START Records provided

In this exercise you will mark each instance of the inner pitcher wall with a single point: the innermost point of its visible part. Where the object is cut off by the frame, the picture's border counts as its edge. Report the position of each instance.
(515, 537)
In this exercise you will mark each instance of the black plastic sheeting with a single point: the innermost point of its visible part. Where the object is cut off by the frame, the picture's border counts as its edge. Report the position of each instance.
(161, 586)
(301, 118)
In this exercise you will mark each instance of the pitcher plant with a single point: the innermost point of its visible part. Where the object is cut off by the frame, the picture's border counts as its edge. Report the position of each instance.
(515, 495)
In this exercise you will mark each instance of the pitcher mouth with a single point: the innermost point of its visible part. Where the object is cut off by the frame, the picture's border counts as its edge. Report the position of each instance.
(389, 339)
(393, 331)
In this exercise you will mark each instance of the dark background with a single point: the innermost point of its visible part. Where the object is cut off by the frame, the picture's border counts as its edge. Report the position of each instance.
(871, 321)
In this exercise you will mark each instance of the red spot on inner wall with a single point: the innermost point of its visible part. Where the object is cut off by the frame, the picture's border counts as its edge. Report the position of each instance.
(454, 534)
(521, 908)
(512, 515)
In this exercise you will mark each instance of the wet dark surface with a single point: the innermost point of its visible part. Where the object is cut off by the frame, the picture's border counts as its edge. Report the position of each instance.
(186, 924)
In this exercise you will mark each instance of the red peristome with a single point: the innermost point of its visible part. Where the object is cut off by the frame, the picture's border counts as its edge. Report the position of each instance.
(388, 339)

END Records provided
START Records provided

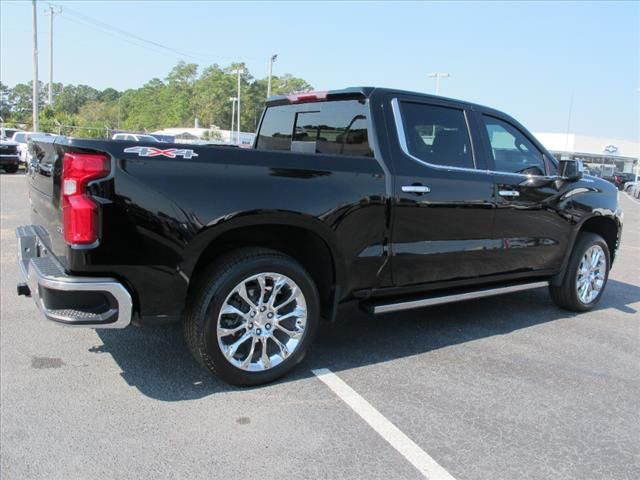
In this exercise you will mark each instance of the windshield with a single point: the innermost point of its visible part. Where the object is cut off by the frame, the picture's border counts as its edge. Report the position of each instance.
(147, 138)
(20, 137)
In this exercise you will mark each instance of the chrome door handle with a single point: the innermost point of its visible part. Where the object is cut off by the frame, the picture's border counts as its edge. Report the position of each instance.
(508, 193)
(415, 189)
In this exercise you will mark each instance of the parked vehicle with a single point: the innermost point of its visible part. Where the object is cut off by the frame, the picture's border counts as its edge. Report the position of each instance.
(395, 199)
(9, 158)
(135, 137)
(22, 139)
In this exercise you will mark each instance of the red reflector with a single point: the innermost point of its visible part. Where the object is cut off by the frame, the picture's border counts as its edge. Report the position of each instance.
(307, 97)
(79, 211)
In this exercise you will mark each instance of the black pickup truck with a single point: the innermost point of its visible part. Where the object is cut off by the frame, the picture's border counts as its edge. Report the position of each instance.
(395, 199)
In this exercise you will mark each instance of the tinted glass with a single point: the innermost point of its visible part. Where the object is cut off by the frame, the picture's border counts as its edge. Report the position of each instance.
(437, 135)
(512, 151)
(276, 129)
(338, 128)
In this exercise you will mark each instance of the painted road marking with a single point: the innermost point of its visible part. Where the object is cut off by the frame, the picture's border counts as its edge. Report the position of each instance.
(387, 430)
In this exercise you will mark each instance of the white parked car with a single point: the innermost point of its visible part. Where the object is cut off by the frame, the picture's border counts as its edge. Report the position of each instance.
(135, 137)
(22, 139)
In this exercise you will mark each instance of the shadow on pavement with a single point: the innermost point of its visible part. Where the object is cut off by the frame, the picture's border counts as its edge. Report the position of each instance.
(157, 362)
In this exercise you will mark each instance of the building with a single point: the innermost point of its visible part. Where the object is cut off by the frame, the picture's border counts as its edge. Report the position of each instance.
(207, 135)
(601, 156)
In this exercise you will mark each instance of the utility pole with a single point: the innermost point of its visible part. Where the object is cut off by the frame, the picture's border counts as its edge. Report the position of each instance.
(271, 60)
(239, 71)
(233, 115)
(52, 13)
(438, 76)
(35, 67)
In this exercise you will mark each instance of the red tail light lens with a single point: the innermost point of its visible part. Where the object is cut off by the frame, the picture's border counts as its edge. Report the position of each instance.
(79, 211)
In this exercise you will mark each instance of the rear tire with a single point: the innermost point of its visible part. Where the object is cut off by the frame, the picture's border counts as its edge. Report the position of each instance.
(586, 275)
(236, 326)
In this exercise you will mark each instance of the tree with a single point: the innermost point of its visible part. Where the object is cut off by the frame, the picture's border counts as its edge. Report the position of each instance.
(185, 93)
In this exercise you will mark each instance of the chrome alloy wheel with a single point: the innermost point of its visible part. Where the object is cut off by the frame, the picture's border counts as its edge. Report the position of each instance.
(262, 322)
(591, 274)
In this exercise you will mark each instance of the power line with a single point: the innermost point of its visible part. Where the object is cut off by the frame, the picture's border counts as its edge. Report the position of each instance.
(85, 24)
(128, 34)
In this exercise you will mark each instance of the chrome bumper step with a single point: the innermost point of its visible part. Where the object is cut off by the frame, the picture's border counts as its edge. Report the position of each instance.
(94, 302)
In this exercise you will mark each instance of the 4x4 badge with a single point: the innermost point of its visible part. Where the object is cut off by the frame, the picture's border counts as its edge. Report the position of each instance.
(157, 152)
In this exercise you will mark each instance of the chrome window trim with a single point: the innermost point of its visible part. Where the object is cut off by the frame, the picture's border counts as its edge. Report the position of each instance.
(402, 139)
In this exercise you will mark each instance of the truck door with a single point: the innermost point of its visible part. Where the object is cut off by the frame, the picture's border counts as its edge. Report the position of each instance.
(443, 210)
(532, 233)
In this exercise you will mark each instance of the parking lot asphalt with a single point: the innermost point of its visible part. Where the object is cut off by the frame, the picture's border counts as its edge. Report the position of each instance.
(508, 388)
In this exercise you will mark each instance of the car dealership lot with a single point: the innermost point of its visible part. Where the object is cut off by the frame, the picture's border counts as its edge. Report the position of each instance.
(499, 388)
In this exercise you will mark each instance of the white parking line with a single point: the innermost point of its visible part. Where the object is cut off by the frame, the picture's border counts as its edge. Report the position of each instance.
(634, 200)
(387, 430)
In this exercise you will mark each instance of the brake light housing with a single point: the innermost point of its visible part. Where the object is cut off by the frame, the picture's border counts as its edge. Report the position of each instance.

END Records provided
START Records provided

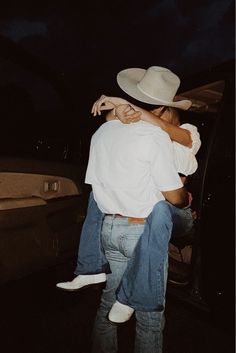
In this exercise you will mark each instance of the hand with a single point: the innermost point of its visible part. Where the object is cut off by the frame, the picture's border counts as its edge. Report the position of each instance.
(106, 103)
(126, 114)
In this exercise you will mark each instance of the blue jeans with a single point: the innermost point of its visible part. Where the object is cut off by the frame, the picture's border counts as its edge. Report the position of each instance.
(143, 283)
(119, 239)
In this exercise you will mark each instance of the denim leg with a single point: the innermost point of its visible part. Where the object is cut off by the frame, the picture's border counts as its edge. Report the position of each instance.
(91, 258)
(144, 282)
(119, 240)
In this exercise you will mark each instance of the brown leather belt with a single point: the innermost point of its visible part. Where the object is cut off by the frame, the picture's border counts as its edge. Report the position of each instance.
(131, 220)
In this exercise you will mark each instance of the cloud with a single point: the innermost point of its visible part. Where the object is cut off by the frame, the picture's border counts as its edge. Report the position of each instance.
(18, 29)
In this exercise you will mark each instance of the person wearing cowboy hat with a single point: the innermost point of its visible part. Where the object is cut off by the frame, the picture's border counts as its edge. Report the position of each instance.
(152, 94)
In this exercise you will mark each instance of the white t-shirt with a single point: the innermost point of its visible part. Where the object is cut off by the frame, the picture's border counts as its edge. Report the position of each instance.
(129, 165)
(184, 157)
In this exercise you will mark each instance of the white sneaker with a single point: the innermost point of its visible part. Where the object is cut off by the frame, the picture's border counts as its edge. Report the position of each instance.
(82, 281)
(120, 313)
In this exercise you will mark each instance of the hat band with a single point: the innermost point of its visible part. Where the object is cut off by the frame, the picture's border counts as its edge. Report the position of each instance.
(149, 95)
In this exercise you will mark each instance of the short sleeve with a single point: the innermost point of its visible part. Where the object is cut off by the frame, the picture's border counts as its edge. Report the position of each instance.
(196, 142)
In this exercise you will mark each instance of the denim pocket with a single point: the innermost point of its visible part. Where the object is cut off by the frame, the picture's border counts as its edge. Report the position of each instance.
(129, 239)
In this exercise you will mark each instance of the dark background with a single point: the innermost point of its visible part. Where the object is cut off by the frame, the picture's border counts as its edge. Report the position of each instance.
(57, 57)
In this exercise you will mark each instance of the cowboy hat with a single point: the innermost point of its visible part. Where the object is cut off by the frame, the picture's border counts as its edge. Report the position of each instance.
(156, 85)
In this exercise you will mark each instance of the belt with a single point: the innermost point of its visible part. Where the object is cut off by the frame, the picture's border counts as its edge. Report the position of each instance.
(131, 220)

END Records provided

What is asked:
Count the lines of the data above that contain the word "parking", treating uppercase and lowercase letters as distinct, and give only the resulting number.

Expected answer:
2